Tareas del ejercicio:
[1] En el texto sobre Jericó, ¿qué pasaje bíblico se cita como testimonio de que la ciudad estaba amurallada y reforzada con tropas?
[2] Reproduzca tal cual del texto sobre Jericó el fragmento que va desde "Tema: Josué. Título: Como" hasta "(Ver 2 - 6).".

Texto de lectura:
+ + + + +
Tema: Josué. Título: Como derribar una muralla - Jerico. Texto: Josué 6. Autor: Pastor Edwin Guillermo Núñez Ruiz.
I. TENÍAN UN CAPITÁN (5: 13 – 15).
II. TENÍAN UNA PALABRA (Ver 2 - 6).
III. TENÍAN OBEDIENCIA (Ver 8 – 20).
IV. TENÍAN FE (Heb. 11:30).
Jericó no era un campamento nómada; era una bestia urbana, una fortaleza de ladrillo quemado y cimientos profundos, la joya estratégica del valle, un nido de resistencia que, según el testimonio sombrío de Josué 24:11, estaba no solo amurallada sino reforzada con una densidad de tropas que hacían palidecer la moral de cualquier ejército del desierto. La visión de aquellas murallas, ciclópeas y arrogantes, debió haber provocado un escalofrío en los corazones que, apenas días antes, habían caminado sobre tierra seca en el lecho de un río. ¿Cómo se podía concebir la victoria ante una masa de piedra que desafiaba la lógica militar, el asalto frontal, la maniobra estratégica?
+ + + + +
Extractos de datos:
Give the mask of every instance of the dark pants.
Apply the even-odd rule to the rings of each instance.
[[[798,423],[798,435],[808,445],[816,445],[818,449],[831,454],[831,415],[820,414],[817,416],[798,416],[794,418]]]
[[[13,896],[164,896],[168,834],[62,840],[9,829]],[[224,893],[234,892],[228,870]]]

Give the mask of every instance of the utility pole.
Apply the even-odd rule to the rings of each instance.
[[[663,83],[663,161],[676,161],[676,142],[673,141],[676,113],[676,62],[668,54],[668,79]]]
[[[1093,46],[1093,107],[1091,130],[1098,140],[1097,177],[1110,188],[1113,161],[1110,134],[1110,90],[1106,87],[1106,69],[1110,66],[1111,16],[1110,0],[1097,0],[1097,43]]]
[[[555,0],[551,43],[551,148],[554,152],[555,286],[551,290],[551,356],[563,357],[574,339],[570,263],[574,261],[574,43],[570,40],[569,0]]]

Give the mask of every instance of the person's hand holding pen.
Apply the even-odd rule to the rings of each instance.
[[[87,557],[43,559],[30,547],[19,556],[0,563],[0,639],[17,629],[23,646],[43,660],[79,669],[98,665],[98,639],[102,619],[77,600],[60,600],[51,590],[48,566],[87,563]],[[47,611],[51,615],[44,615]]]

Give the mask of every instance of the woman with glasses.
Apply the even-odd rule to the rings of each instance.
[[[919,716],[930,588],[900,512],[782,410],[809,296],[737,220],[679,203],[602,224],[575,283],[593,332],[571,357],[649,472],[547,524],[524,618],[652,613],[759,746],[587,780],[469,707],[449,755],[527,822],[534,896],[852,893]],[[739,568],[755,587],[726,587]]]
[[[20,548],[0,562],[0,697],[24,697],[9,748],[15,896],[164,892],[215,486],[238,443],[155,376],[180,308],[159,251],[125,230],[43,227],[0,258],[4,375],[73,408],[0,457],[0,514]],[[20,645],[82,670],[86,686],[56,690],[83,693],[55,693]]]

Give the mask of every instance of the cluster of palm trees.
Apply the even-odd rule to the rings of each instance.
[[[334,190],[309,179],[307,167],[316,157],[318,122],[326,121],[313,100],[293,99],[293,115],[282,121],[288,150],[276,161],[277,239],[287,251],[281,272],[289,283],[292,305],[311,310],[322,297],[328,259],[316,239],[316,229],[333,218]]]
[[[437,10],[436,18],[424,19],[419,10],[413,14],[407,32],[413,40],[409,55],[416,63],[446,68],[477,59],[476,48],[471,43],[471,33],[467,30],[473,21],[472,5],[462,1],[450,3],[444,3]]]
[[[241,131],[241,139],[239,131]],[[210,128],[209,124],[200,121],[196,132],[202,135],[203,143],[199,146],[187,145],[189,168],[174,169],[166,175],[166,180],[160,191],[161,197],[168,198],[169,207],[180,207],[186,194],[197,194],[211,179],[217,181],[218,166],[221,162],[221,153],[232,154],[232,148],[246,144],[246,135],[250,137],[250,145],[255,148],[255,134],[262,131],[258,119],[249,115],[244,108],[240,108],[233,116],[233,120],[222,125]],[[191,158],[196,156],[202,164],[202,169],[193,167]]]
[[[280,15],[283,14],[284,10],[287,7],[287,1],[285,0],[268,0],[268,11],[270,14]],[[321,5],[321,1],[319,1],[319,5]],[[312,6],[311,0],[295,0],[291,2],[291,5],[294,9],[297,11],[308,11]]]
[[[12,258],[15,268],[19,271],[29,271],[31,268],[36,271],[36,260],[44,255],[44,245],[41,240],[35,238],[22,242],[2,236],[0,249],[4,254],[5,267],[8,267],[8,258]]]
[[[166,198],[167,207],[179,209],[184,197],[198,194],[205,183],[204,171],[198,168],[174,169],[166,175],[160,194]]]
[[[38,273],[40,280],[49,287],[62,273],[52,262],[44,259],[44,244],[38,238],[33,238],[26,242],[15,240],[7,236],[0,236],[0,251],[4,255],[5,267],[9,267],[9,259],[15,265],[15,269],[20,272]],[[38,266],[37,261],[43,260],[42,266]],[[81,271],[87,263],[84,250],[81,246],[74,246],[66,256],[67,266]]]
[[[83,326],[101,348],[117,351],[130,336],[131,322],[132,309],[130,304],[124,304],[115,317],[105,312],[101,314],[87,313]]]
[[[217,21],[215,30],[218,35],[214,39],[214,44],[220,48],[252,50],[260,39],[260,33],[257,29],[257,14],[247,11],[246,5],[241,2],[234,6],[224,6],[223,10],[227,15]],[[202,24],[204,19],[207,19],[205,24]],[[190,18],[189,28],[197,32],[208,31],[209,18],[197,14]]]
+ + + + +
Soluciones del ejercicio:
[1] Josué 24:11.

[2]
Tema: Josué. Título: Como derribar una muralla - Jerico. Texto: Josué 6. Autor: Pastor Edwin Guillermo Núñez Ruiz.
I. TENÍAN UN CAPITÁN (5: 13 – 15).
II. TENÍAN UNA PALABRA (Ver 2 - 6).